■ **Page excerpt**:

Begin

Introduction to Feature Attributes in Machine Learning-I

Marvel at the Extravaganza of Enigmatic Empirical Engines!!

2022-12-13 2260 words 11 minutes

Contents

Introduction

In machine learning and statistics, feature selection, also known as variable selection, attribute selection or variable subset selection, is the process of selecting a subset of relevant features (variables, predictors) for use in model construction.

Feature Selection is a technique in which we want to decrease the number of features keeping the performance of our model same (or increasing it). It is a common perception in ML community that garbage in garbage out, so if we input noise in out model then our model is gonna return dubious outputs. So we want to create a minimal feature set from our existing feature set.

First we calculate the collinearity between a single feature and target variable (should be maximum) and we use different filter methods to calculate these collinearity:

Notation

$x^{(i)}$ denotes the input variables , and $y^{(i)}$ denotes the output or target variable that we’re trying to predict, where the superscript $“(i)”$ denotes the $i^{th}$ training sample.
- Note that the superscript “(i)” in the notation is simply an index into the training set, and has nothing to do with exponentiation.
A pair $(x^{(i)},y^{(i)})$ denotes a single training example.
$x^{(i)} \in \mathbb{R}^n$, i.e., $x^{(i)}$ is $n$ dimensional, while $y^{(i)} \in \mathcal{C}$.
$x^{(i)}_j$ represents the $j^{th}$ feature of the $i^{th}$ training sample.
$m$ denotes the number of training examples.
$n$ denotes the number of features.

The entire training data is denoted as $\mathcal{D} = \lbrace ({x}^{(1)},y^{(1)}), \cdots, ({x}^{(m)},y^{(m)}) \rbrace \subseteq \mathbb{R}^n \times \mathcal{C}$. The data points $(\mathbf{x}_i,y_i)$ are drawn from some (unknown) distribution $P(X,Y)$. Ultimately we would like to learn a function $h$ such that for a new pair $(\mathbf{x},y)∼P$, we have $h\mathbf{(x)}=y$ with high probability (or $h(\mathbf{x})≈y$). We will get to this later. For now let us go through some examples of $X$ and $Y$.


Binary Classification	$\mathcal{C} = \lbrace 0,1 \rbrace$ or $\mathcal{C} = \lbrace -1,+1 \rbrace$	Eg. spam filtering. An email is either spam (+1), or not (−1).

End

■ **Records shown**:
Begin

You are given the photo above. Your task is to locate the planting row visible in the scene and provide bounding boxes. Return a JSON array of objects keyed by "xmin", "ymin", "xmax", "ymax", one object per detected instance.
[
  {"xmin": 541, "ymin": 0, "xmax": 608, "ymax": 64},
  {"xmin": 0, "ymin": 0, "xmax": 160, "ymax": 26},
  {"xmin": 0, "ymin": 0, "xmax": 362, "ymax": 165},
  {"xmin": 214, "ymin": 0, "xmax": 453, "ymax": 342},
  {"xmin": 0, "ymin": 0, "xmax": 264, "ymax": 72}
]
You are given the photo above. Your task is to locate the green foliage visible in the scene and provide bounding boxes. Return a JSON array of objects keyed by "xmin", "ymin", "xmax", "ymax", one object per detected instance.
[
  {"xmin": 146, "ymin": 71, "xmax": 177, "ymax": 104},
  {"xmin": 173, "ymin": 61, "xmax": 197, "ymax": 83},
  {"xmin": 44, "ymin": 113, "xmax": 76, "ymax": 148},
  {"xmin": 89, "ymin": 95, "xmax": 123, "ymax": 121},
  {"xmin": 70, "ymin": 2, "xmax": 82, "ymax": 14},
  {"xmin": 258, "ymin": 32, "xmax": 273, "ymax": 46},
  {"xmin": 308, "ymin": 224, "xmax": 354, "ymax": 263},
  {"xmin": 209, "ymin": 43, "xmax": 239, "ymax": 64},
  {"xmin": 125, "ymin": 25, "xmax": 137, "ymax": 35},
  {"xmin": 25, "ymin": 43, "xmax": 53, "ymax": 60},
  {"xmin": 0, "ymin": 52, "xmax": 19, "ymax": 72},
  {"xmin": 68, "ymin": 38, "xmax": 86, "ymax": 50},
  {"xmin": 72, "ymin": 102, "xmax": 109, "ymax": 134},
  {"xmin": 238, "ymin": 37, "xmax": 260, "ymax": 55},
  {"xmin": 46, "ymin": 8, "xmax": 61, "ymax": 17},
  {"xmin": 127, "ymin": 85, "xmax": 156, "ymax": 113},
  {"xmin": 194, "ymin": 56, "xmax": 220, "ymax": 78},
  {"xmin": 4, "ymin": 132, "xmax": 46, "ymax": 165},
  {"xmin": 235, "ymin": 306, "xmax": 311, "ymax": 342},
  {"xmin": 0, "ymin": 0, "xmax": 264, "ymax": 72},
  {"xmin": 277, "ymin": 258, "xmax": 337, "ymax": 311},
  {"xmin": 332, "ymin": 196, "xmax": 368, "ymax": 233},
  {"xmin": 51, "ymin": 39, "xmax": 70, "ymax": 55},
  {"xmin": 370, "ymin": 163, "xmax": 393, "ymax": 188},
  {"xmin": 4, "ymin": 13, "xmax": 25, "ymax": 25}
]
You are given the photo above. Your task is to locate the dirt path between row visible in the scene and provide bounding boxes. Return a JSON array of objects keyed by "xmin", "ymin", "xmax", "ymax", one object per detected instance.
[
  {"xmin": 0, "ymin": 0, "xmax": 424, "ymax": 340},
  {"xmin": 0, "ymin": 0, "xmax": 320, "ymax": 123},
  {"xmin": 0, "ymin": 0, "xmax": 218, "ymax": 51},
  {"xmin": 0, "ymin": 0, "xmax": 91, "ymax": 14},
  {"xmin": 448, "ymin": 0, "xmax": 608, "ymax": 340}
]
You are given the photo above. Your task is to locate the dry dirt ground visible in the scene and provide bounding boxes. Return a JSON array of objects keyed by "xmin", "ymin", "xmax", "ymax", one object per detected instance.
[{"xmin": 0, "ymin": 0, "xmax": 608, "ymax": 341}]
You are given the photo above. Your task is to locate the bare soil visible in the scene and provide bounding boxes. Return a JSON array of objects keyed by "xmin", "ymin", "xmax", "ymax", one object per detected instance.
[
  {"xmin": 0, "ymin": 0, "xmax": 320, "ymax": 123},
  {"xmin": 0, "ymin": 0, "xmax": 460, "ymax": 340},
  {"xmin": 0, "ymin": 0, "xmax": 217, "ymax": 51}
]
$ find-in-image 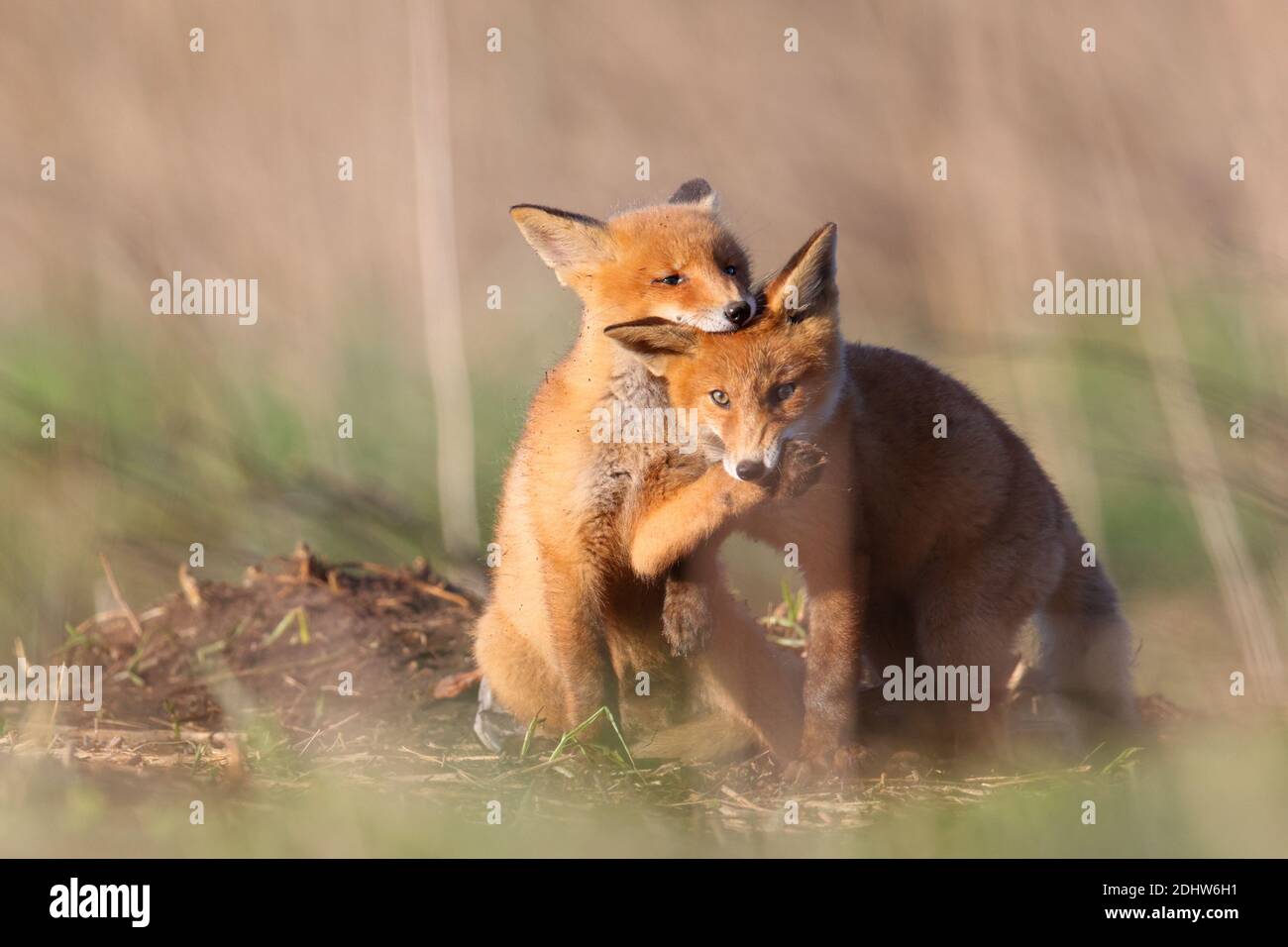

End

■ **Given instruction 1**:
What other names for feature selection does the feature selection page list?
■ **Given instruction 2**:
Reproduce the passage of the feature selection page between "First we calculate" and "do with exponentiation.", inclusive.

■ **Complete response 1**:
Variable selection, attribute selection, and variable subset selection.

■ **Complete response 2**:
First we calculate the collinearity between a single feature and target variable (should be maximum) and we use different filter methods to calculate these collinearity:

Notation

$x^{(i)}$ denotes the input variables , and $y^{(i)}$ denotes the output or target variable that we’re trying to predict, where the superscript $“(i)”$ denotes the $i^{th}$ training sample.
- Note that the superscript “(i)” in the notation is simply an index into the training set, and has nothing to do with exponentiation.